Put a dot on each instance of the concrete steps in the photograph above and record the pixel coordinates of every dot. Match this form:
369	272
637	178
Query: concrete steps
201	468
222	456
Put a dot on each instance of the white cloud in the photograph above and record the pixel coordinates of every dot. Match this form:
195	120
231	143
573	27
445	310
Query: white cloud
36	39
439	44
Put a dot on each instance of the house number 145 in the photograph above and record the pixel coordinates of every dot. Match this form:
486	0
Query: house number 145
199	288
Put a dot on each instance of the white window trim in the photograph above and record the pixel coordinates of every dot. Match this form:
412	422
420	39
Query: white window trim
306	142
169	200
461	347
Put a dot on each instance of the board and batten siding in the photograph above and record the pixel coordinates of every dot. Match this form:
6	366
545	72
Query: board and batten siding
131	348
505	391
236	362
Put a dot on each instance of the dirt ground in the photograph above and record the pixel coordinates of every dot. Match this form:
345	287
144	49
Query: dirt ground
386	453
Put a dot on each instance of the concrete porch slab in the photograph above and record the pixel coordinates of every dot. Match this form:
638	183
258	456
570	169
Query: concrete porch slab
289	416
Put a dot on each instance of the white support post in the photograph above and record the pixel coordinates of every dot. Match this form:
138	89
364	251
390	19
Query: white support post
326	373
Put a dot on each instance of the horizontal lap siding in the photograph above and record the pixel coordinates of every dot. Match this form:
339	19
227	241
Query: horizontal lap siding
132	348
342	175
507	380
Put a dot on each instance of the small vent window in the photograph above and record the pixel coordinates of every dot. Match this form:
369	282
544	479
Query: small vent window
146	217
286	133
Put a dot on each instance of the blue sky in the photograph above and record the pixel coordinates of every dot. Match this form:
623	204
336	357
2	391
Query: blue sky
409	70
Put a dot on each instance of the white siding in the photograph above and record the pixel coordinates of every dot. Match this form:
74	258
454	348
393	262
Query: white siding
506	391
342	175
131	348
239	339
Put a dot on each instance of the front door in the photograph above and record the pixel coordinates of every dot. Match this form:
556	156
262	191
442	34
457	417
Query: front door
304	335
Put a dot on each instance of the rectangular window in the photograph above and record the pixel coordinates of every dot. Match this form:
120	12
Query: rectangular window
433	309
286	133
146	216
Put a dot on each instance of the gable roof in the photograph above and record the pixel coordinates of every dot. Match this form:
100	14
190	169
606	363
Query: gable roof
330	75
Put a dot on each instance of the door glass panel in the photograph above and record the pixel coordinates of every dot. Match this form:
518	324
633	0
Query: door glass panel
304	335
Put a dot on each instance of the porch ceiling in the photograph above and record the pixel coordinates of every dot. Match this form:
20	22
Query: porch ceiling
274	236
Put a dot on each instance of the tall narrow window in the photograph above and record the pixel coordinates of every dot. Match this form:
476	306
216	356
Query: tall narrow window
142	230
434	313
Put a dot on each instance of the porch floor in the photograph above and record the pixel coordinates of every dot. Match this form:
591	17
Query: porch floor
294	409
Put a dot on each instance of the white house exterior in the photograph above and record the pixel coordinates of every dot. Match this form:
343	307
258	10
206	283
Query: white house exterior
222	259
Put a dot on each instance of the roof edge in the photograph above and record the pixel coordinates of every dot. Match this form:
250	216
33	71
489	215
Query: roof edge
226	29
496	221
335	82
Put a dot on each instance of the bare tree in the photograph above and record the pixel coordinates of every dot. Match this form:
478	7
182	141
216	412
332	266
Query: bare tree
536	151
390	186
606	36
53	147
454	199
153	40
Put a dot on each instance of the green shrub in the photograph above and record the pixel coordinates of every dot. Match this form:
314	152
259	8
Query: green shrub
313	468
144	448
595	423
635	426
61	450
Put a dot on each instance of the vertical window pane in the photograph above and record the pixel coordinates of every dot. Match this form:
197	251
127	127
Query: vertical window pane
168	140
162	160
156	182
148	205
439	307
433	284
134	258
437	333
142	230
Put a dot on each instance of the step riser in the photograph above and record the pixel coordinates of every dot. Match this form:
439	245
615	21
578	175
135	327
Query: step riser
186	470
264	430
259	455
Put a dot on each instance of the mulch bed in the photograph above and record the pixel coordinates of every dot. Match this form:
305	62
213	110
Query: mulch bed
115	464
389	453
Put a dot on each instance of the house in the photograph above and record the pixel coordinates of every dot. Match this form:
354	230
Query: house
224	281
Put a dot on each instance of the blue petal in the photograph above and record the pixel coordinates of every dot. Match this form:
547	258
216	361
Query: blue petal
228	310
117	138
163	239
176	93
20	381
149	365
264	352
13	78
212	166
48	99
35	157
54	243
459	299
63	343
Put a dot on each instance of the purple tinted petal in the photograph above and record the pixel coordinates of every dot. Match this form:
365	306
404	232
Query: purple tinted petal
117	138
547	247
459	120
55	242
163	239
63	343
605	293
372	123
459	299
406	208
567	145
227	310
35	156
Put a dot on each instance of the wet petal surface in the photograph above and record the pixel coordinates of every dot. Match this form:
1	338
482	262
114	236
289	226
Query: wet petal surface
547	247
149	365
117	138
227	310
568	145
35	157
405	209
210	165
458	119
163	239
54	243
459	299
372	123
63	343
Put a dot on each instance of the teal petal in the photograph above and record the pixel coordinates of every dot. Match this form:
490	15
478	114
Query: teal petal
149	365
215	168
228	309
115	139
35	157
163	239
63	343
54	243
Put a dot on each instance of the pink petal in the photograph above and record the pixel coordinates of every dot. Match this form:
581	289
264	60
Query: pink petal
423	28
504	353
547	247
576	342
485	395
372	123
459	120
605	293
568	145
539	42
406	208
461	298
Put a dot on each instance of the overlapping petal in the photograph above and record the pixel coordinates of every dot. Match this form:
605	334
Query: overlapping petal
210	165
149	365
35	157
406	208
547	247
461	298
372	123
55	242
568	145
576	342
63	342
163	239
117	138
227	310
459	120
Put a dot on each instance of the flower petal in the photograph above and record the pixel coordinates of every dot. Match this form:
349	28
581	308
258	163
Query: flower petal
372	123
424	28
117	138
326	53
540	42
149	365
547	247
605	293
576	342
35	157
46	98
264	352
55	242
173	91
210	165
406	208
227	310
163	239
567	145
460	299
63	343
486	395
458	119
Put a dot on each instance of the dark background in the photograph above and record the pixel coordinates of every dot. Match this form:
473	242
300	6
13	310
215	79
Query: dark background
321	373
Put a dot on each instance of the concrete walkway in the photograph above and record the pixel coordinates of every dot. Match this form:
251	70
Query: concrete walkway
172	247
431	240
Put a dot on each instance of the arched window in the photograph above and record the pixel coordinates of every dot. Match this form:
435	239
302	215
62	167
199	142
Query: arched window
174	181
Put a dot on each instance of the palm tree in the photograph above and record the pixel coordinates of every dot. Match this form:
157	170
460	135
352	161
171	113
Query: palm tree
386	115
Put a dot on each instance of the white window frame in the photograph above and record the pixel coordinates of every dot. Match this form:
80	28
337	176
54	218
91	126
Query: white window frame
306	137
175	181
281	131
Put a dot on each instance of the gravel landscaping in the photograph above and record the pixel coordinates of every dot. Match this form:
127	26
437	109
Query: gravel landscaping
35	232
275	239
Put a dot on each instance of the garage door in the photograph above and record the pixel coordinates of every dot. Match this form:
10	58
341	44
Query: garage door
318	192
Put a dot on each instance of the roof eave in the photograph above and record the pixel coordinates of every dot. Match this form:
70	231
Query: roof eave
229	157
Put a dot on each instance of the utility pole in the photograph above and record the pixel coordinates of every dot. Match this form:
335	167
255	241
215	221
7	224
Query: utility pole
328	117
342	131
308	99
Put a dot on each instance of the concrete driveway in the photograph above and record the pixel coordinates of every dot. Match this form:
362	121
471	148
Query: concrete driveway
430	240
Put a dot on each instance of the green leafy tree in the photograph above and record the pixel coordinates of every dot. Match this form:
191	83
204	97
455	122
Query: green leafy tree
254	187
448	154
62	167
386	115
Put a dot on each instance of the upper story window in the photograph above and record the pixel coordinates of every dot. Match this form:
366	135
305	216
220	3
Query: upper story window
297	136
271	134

■ ■ ■

## TO BE DONE
Take the lines above from the one holding "Put a dot on each instance of the gravel" to the last and output them exactly.

## ANSWER
Put a dot on each instance of the gravel landscaping in the photograph above and record the pixel coordinates of every dot. Match this form:
127	26
437	109
Query: gravel landscaping
35	232
275	239
Put a dot on each instance of the garage door in the photograph above and record the pixel coordinates of every dot. Match this form:
10	58
341	44
Query: garage door
318	192
Put a dot on each instance of the roof eave in the photograph above and record the pixel coordinates of every dot. Match this form:
70	231
Query: roof eave
229	157
Put a dot on each instance of the utility pole in the photograph above and record the pixel coordinates of every dot. Match this form:
335	167
255	241
215	221
7	224
Query: utility pole
328	117
342	131
308	99
Put a dot on each instance of the concrete driveway in the photograph above and record the pixel coordinates of every dot. Match this form:
362	121
471	148
Query: concrete driveway
430	240
Put a dot on each instance of the green leafy tree in the photograph above and record the pixel coordinates of every dot. Match this form:
191	83
204	97
455	122
Query: green leafy tree
254	187
448	154
62	167
386	115
Put a dot on each instance of the upper story window in the photograph above and record the pixel coordinates of every dot. Match this form:
366	135
305	216
220	3
Query: upper story window
297	136
271	134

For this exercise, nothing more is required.